-- Selected excerpt follows --

NEW YORK — Young blood studies have been focusing on infusing older patients with the blood of their younger and healthier peers. While these transfusions show promise at turning back the clock, a new study finds scientists may be able to do this without using someone else’s blood. Researchers from Columbia University in New York say an anti-inflammatory drug can rejuvenate the system which makes blood — possibly increasing the human lifespan by decades!
“An aging blood system, because it’s a vector for a lot of proteins, cytokines, and cells, has a lot of bad consequences for the organism,” says Emmanuelle Passegué, PhD, director of the Columbia Stem Cell Initiative, in a university release. “A 70-year-old with a 40-year-old blood system could have a longer healthspan, if not a longer lifespan.”
How does the drug make blood young again?
Passegué and graduate student Carl Mitchell discovered the anti-inflammatory drug anakinra, approved for use in rheumatoid arthritis cases, reverses some of the effects of aging on the hematopoietic system. The drug is available under the brand name Kineret.
“These results indicate that such strategies hold promise for maintaining healthier blood production in the elderly,” Mitchell says.
The team found this drug after examining the stem cells which are responsible for creating all the blood in a person’s body. They also analyzed the niches where these special cells reside within bone marrow — the center of a person’s bones.
As a person ages, the hematopoietic stem cells start to change as well. They start producing fewer and fewer red blood cells and immune cells. This can lead to blood conditions like anemia as well as a weakening immune system. These aging blood cells also have more trouble maintaining their genetic structure, which can result in the onset of blood cancer.
Previous attempts at rejuvenating the blood system — through exercise, diet, and even young blood transfusions — all failed in experiments with mice. That’s when Passegué’s team started looking at the bone marrow itself.
“Blood stem cells live in a niche; we thought what happens in this specialized local environment could be a big part of the problem,” Mitchell explains.

-- Selected excerpt concluded --
-- Data records follows --

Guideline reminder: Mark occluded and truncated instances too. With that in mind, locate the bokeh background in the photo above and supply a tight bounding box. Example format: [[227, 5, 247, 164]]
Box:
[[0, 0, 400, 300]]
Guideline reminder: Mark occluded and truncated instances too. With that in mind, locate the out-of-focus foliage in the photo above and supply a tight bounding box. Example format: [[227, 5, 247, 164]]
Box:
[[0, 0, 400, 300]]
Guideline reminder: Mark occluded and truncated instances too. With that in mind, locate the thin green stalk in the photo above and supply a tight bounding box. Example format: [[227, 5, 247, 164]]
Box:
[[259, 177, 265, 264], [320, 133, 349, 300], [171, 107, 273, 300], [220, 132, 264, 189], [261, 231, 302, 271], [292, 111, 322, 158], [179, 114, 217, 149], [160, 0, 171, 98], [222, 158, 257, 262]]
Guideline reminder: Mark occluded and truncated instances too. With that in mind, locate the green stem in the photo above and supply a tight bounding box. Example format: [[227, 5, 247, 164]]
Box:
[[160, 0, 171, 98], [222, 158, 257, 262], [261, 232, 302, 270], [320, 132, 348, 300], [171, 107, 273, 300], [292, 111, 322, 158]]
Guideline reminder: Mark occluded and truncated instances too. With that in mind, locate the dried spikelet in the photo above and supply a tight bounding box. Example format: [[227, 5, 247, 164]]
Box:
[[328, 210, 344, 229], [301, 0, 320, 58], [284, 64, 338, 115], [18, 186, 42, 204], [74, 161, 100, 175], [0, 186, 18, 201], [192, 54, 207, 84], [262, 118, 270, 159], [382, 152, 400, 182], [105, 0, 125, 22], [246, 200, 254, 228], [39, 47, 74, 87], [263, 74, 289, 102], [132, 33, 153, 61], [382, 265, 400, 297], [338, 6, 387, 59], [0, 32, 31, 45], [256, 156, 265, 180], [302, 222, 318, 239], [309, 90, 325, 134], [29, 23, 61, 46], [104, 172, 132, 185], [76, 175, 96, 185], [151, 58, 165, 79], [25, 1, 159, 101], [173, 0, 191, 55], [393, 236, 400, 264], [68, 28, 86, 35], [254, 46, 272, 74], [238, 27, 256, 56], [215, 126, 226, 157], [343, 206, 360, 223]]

-- Data records concluded --

• Required action
According to the article on rejuvenating the blood system, what is the brand name of anakinra?

• Response below
Kineret